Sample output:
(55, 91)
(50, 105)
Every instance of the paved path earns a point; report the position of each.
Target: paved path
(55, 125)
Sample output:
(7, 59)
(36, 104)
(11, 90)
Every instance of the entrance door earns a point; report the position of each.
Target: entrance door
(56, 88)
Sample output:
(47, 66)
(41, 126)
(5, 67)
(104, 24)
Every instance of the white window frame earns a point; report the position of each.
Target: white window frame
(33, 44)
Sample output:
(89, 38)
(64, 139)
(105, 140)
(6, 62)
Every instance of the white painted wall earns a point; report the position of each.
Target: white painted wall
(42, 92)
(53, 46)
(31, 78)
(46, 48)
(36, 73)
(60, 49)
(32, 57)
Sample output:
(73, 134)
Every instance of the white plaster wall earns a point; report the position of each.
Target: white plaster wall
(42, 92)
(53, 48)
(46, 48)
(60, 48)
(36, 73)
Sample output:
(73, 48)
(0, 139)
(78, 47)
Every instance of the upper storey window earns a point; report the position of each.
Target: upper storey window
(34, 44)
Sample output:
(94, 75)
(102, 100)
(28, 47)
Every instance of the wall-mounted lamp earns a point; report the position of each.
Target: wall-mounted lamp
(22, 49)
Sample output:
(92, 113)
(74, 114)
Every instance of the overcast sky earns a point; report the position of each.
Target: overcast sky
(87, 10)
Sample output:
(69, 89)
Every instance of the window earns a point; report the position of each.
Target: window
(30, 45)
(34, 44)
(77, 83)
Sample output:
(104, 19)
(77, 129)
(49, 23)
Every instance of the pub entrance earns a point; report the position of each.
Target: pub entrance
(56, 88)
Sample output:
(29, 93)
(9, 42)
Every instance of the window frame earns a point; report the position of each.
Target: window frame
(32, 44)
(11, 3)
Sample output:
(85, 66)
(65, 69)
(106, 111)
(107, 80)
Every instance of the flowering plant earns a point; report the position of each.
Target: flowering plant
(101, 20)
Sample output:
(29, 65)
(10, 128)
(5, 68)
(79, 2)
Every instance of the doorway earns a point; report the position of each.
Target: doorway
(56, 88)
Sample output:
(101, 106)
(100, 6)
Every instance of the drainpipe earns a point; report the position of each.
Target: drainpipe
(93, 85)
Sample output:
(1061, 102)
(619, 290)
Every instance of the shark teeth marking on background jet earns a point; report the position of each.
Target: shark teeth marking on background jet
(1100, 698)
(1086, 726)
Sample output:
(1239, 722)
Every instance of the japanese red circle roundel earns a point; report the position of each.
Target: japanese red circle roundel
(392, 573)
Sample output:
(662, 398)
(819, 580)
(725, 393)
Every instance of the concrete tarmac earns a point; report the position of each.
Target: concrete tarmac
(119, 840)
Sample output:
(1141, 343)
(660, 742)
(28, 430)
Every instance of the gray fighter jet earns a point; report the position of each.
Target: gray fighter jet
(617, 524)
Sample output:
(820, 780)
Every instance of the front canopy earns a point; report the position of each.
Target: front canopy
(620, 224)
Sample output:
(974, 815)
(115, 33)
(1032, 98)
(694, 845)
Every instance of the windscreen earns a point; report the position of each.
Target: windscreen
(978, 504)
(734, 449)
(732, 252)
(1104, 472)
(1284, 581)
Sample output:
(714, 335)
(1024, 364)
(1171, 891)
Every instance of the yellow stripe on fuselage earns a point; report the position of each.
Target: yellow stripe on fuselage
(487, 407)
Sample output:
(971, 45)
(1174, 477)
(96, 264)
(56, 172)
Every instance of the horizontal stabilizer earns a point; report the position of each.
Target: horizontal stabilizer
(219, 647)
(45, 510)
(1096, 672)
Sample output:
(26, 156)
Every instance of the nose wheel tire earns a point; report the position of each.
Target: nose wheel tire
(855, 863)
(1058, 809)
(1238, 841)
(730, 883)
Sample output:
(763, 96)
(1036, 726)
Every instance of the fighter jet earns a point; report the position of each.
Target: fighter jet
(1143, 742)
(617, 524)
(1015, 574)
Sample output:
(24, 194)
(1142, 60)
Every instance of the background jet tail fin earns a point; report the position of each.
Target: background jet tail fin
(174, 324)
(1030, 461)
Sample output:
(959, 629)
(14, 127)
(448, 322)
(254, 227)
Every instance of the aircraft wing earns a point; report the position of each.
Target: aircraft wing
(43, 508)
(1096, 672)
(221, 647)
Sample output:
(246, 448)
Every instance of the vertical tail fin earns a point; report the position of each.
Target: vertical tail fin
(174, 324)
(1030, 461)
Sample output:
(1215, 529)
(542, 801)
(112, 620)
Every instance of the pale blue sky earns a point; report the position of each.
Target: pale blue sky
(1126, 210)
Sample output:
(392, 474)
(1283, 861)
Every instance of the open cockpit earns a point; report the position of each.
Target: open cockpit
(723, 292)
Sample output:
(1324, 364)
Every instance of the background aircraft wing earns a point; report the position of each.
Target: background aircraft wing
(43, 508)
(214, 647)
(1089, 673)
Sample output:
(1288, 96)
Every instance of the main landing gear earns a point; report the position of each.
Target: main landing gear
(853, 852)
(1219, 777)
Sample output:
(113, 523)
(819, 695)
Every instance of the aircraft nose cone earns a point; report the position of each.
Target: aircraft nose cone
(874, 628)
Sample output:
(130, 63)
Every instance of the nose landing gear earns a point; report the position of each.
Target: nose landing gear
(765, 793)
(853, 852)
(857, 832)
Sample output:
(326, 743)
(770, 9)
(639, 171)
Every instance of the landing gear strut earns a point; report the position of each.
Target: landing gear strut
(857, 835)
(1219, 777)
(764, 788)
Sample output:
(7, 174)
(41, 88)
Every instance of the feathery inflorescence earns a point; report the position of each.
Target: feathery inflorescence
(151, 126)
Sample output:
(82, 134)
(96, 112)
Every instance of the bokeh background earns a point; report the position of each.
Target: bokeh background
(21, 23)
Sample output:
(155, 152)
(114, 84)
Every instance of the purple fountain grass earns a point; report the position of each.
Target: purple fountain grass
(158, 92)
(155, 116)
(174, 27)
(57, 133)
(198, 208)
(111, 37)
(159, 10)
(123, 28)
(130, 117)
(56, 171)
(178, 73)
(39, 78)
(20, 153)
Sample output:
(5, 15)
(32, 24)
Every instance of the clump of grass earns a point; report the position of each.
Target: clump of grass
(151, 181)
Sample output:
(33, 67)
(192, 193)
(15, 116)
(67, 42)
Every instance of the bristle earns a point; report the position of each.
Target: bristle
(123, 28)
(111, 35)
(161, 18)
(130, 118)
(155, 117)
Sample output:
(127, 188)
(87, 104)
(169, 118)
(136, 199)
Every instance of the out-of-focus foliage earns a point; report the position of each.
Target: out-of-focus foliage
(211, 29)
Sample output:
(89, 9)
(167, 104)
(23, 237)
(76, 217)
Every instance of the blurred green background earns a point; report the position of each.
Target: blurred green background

========================================================================

Exercise directions:
Copy every line of the material exactly, keeping all of it.

Reply:
Sample output:
(55, 91)
(50, 105)
Every instance of the paved path earns a point; report the position of each.
Target: paved path
(55, 125)
Sample output:
(7, 59)
(36, 104)
(11, 90)
Every instance of the entrance door earns a point; report the position of each.
Target: entrance door
(56, 88)
Sample output:
(47, 66)
(41, 126)
(5, 67)
(104, 24)
Every instance of the white window frame earns a point; report the position of each.
Target: white window frame
(33, 44)
Sample output:
(89, 38)
(64, 139)
(105, 140)
(6, 62)
Every instance of the white painted wall earns a point; report the position of each.
Target: white painted wall
(42, 92)
(53, 46)
(31, 78)
(46, 48)
(36, 73)
(60, 49)
(32, 57)
Sample output:
(73, 134)
Every instance of the white plaster wall earns a point; report the position of each.
Target: white plaster wall
(42, 92)
(53, 48)
(46, 48)
(60, 48)
(36, 73)
Sample output:
(73, 48)
(0, 139)
(78, 47)
Every instance of the upper storey window earns a point; report the position of each.
Target: upper storey window
(34, 44)
Sample output:
(94, 75)
(102, 100)
(28, 47)
Every instance of the wall-mounted lamp earns a point; report the position of each.
Target: wall-mounted lamp
(22, 49)
Sample output:
(92, 113)
(74, 114)
Every instance of the overcast sky earns a point; report the position of each.
Target: overcast sky
(87, 10)
Sample output:
(69, 89)
Every instance of the window earns a point; report the position of each.
Target: window
(30, 45)
(34, 44)
(77, 83)
Sample output:
(104, 19)
(77, 129)
(49, 23)
Every instance of the pub entrance earns a point; report the position of each.
Target: pub entrance
(56, 88)
Sample output:
(29, 93)
(9, 42)
Every instance of the window frame earns a point; report the position of each.
Target: window frame
(32, 44)
(11, 3)
Sample output:
(85, 66)
(65, 69)
(106, 111)
(107, 80)
Every instance of the flowering plant earns a point; report the position of each.
Target: flowering plant
(101, 20)
Sample output:
(29, 65)
(10, 128)
(5, 68)
(79, 2)
Every instance of the doorway earns a point; report the position of each.
Target: doorway
(56, 88)
Sample output:
(101, 106)
(100, 6)
Every instance of the drainpipe earns a point; report the position of each.
Target: drainpipe
(93, 85)
Sample output:
(1061, 102)
(619, 290)
Every instance of the shark teeth marking on background jet earns a point; report the position of each.
Target: shark teeth marking on background jet
(1100, 698)
(1086, 726)
Sample output:
(1239, 722)
Every instance of the japanese red circle roundel earns a point; report the position of each.
Target: japanese red circle roundel
(392, 573)
Sample output:
(662, 398)
(819, 580)
(725, 393)
Every instance of the concrete tarmac earns a point; report the position of each.
Target: concrete tarmac
(119, 840)
Sample output:
(1141, 343)
(660, 742)
(28, 430)
Every instance of the gray fighter jet earns a point; report the position of each.
Target: gray fighter jet
(617, 524)
Sample output:
(820, 780)
Every instance of the front canopy earns a point; report the position of each.
Target: front canopy
(620, 224)
Sample output:
(974, 815)
(115, 33)
(1032, 98)
(694, 845)
Every instance of the windscreen earns a point; report the position of each.
Target: windscreen
(978, 504)
(734, 449)
(732, 252)
(1104, 472)
(1284, 581)
Sample output:
(714, 335)
(1024, 364)
(1171, 891)
Every instance of the yellow stripe on fuselage earns a point; report the position of each.
Target: yellow stripe on fuselage
(487, 407)
Sample output:
(971, 45)
(1174, 477)
(96, 264)
(56, 172)
Every instance of the horizontal stabilizer earns a point; report the position of each.
Target: horizontal stabilizer
(219, 647)
(45, 510)
(1096, 672)
Sample output:
(26, 156)
Every instance of the nose wheel tire earns a point; report the position of each.
Target: nose wheel tire
(855, 863)
(1058, 809)
(1238, 841)
(730, 883)
Sample output:
(763, 96)
(1036, 726)
Every instance of the fighter jet earns a point; report the position of each.
Target: fighter jet
(1143, 742)
(617, 524)
(1015, 574)
Sample output:
(24, 194)
(1142, 60)
Every instance of the background jet tail fin earns a point; report the position of each.
Target: background jet tail fin
(174, 324)
(1030, 461)
Sample output:
(959, 629)
(14, 127)
(448, 322)
(254, 227)
Every instance of the aircraft wing earns a point; report the position of each.
Target: aircraft wing
(43, 508)
(1096, 672)
(221, 647)
Sample output:
(246, 448)
Every instance of the vertical tail fin earns a point; report the position of each.
Target: vertical tail fin
(174, 324)
(1030, 461)
Sample output:
(1215, 529)
(542, 801)
(112, 620)
Every instance of the pale blue sky earns a point; report the position of each.
Target: pale blue sky
(1126, 210)
Sample output:
(392, 474)
(1283, 861)
Every instance of the open cockpit earns a point; report the position of each.
Target: open cockpit
(723, 292)
Sample output:
(1324, 364)
Every instance of the background aircraft wing earns a point; report the position of each.
Target: background aircraft wing
(43, 508)
(214, 647)
(1089, 673)
Sample output:
(1288, 96)
Every instance of the main landing gear earns a point; report the position of each.
Target: main landing gear
(853, 852)
(1219, 777)
Sample output:
(113, 523)
(819, 695)
Every instance of the aircraft nose cone earns a point; report the position of each.
Target: aircraft nose cone
(874, 628)
Sample output:
(130, 63)
Every instance of the nose landing gear earns a point; report the position of each.
Target: nose landing gear
(765, 793)
(853, 852)
(857, 832)
Sample output:
(326, 743)
(770, 9)
(639, 171)
Every instance of the landing gear strut earns a point; report the position of each.
Target: landing gear strut
(857, 835)
(1219, 777)
(764, 788)
Sample output:
(7, 174)
(41, 88)
Every instance of the feathery inflorescence earns a point; report the position of each.
Target: feathery inflorescence
(151, 126)
Sample output:
(82, 134)
(96, 112)
Every instance of the bokeh background earns a point; report the position of each.
Target: bokeh background
(21, 23)
Sample output:
(155, 152)
(114, 84)
Every instance of the purple fountain grass earns a point; report the position of each.
Target: purple fountain grass
(158, 92)
(155, 116)
(174, 27)
(57, 133)
(198, 208)
(111, 37)
(159, 10)
(123, 28)
(130, 117)
(56, 171)
(178, 73)
(39, 78)
(20, 153)
Sample output:
(5, 15)
(32, 24)
Every instance of the clump of grass earns a point; report the position of each.
Target: clump of grass
(151, 181)
Sample output:
(33, 67)
(192, 193)
(15, 116)
(67, 42)
Every instance of the bristle earns a point; report the position of each.
Target: bristle
(123, 28)
(111, 35)
(161, 18)
(130, 118)
(155, 117)
Sample output:
(127, 188)
(87, 104)
(169, 118)
(136, 199)
Every instance of the out-of-focus foliage earns a point; report the position of each.
Target: out-of-focus foliage
(211, 29)
Sample output:
(89, 9)
(167, 104)
(23, 237)
(76, 217)
Every instance of the blurred green background earns a point; report the position of each.
Target: blurred green background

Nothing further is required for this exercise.